TRECHO FORNECIDO:
########
LB – Para se fazer política pública é preciso fazer política, ou basta fazer cultura?
WN – Eu acredito que sim. O movimento “Arte contra a barbárie”, que criou um movimento de fomento, em São Paulo, é uma tremenda conquista, foi um belo trabalho.
LB – Mas o que aconteceu com o movimento depois que os grupos que o encabeçavam conseguiram o dinheiro do fomento?
WN – Sob esse aspecto eu acompanhei muito de longe.
LB – O movimento social na área da cultura não está muito instrumentalizado? Não vemos uma releitura da relação Estado-artista da ditadura. É só fazer um barulho e ganhar um cala-boca em troca?
WN – Eu te devolvo uma provocação. Será que a gente não pode dizer que da mesma forma que o uso da lei Rouanet acabou sendo deturpado, o uso do fomento também foi deturpado?
LB – O fomento é muito bem usado. A questão é o movimento?
########
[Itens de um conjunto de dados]

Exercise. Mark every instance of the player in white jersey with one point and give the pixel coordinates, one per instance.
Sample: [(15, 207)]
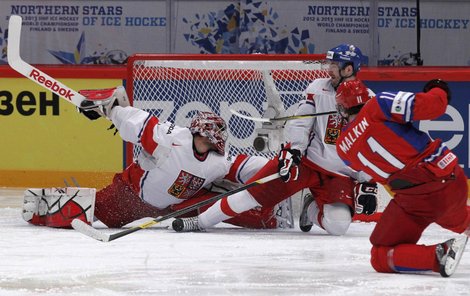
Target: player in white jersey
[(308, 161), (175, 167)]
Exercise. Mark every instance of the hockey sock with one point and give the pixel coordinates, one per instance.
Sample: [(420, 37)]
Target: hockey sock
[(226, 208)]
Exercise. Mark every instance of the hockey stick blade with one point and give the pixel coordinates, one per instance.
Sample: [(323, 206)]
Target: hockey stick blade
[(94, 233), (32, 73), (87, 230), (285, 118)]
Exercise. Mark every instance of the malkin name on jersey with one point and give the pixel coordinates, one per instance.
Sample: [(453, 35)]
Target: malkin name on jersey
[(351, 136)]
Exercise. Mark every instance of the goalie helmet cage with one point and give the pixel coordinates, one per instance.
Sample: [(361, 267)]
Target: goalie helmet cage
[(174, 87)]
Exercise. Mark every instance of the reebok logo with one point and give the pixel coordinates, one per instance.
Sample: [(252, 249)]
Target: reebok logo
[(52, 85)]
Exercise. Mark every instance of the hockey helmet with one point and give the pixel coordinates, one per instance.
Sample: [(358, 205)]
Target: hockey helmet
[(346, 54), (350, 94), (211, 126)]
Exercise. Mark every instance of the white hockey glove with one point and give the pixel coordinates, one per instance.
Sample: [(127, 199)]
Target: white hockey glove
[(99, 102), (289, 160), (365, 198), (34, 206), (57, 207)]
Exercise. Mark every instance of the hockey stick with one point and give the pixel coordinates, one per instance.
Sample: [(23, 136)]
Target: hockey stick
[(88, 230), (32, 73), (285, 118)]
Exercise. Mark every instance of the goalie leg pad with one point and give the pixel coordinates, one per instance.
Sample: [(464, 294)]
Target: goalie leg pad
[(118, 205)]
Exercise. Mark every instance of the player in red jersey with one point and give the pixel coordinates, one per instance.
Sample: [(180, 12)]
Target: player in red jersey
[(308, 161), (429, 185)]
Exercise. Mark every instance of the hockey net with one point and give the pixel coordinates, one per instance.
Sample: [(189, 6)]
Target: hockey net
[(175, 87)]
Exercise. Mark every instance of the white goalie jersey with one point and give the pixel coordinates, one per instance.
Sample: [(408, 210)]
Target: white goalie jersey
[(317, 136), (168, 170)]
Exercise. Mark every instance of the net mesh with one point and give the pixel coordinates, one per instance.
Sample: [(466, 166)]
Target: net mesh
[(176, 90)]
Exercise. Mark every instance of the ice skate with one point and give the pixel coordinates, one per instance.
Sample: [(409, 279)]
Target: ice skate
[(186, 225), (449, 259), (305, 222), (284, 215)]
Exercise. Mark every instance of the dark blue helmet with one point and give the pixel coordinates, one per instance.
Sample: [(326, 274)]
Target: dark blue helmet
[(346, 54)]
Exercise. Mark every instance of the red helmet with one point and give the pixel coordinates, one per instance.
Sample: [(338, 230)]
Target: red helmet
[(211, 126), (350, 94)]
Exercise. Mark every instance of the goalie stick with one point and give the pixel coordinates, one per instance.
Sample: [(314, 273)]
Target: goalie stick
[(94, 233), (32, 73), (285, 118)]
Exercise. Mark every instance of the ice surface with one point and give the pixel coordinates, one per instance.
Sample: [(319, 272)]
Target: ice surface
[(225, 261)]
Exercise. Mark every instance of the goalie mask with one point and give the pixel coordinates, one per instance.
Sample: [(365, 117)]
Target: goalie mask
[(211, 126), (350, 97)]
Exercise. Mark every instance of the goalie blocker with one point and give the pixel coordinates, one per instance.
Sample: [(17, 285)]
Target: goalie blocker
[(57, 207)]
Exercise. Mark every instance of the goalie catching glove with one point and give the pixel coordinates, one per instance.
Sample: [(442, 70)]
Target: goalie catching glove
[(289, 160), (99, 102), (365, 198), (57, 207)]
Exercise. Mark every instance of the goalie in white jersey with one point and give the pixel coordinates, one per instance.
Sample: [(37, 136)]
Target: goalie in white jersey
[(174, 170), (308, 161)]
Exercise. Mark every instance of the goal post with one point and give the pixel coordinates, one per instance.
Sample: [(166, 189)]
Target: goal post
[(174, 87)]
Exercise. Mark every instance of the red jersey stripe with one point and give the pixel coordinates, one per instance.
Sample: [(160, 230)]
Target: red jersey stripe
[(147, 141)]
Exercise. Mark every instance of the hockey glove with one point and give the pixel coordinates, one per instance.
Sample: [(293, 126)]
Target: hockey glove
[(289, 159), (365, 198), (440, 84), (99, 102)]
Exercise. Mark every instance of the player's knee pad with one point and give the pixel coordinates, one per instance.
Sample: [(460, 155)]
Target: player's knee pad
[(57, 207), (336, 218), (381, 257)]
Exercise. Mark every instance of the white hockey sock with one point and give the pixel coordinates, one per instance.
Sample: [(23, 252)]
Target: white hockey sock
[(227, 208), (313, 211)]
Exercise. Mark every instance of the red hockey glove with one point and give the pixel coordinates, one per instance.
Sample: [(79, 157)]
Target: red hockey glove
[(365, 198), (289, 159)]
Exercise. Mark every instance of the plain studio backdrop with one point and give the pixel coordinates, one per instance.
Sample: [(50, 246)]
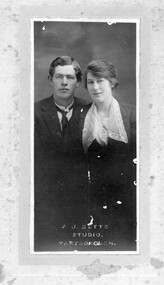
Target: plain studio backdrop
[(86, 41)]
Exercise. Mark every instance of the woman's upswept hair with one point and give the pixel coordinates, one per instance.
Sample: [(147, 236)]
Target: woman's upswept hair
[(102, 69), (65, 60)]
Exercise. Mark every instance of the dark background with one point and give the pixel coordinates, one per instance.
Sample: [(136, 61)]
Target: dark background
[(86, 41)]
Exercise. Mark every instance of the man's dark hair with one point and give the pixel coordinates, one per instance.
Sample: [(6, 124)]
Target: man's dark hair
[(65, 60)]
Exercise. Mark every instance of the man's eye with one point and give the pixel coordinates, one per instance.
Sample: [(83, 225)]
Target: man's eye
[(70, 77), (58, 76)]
########
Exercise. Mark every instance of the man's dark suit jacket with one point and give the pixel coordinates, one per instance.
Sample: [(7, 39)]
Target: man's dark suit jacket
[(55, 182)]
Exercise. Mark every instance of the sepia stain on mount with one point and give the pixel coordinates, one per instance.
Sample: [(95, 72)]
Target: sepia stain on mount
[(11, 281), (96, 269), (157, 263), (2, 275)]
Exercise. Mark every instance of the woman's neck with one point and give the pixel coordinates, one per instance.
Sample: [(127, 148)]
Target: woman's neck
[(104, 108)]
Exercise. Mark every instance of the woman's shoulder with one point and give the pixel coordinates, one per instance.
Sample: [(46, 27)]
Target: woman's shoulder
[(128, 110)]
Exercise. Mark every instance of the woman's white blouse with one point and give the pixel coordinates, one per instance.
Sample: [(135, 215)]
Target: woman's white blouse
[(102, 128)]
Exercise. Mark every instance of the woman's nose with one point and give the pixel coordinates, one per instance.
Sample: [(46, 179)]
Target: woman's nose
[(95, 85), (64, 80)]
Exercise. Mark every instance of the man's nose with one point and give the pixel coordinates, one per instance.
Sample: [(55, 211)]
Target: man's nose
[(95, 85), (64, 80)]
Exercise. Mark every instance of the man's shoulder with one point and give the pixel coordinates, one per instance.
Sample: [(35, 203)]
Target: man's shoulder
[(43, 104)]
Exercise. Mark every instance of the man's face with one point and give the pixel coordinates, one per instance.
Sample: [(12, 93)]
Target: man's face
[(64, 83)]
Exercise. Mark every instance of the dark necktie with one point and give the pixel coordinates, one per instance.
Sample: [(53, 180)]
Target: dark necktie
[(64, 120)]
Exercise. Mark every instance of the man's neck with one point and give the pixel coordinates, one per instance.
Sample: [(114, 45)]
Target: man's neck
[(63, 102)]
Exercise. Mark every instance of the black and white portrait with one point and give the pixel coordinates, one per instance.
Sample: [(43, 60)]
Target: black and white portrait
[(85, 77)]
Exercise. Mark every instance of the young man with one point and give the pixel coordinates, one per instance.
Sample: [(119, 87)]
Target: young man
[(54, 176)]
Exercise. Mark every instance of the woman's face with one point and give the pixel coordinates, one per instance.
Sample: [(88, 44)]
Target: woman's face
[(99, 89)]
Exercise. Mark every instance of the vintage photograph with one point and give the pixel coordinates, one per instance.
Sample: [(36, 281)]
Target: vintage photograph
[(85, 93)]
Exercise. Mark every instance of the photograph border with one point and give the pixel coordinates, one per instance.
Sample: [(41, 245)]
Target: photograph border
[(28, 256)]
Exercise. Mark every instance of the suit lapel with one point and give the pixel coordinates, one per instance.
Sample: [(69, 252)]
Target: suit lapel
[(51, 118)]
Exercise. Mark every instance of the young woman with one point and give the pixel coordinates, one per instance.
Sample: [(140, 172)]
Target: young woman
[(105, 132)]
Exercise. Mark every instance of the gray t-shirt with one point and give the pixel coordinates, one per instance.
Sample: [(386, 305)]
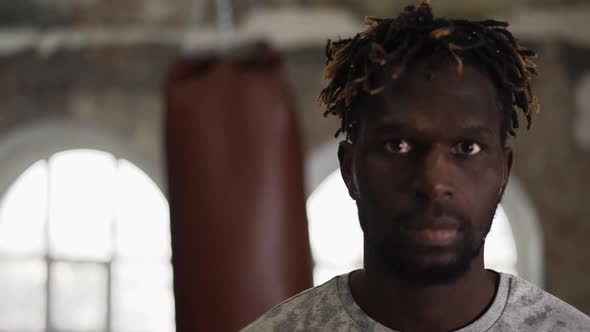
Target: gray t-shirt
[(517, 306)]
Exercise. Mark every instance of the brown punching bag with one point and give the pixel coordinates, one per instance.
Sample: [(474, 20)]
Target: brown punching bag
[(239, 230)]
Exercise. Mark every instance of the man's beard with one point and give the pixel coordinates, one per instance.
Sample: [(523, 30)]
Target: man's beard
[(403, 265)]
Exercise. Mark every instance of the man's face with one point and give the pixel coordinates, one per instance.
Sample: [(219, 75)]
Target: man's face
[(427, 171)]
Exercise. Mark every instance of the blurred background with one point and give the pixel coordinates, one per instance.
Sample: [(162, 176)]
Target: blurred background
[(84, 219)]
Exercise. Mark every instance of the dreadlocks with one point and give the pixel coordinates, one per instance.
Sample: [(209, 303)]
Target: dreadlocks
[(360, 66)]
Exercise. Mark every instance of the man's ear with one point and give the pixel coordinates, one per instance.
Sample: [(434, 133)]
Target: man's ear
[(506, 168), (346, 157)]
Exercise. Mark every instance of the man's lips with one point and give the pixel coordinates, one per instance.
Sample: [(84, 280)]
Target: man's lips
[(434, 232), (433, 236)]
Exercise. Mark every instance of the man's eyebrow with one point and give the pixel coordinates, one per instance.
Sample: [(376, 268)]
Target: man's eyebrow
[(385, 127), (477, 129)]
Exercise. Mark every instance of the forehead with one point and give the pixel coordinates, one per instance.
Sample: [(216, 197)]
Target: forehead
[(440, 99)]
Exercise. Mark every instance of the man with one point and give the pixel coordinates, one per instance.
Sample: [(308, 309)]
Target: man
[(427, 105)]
########
DESAFIO A:
Responda com base no trecho:
(i) Qual movimento criou um movimento de fomento em São Paulo, segundo WN?
(ii) De que modo WN diz ter acompanhado o que aconteceu com o movimento depois que os grupos conseguiram o dinheiro do fomento?
(iii) Como LB avalia o uso do fomento?
DESAFIO B: Retorne a passagem exata do trecho, começando em "LB – Para se" e terminando em "cala-boca em troca?".

RESPOSTA COMENTADA A:
(i) O movimento "Arte contra a barbárie".
(ii) Muito de longe.
(iii) LB afirma que o fomento é muito bem usado.

RESPOSTA COMENTADA B:
LB – Para se fazer política pública é preciso fazer política, ou basta fazer cultura?
WN – Eu acredito que sim. O movimento “Arte contra a barbárie”, que criou um movimento de fomento, em São Paulo, é uma tremenda conquista, foi um belo trabalho.
LB – Mas o que aconteceu com o movimento depois que os grupos que o encabeçavam conseguiram o dinheiro do fomento?
WN – Sob esse aspecto eu acompanhei muito de longe.
LB – O movimento social na área da cultura não está muito instrumentalizado? Não vemos uma releitura da relação Estado-artista da ditadura. É só fazer um barulho e ganhar um cala-boca em troca?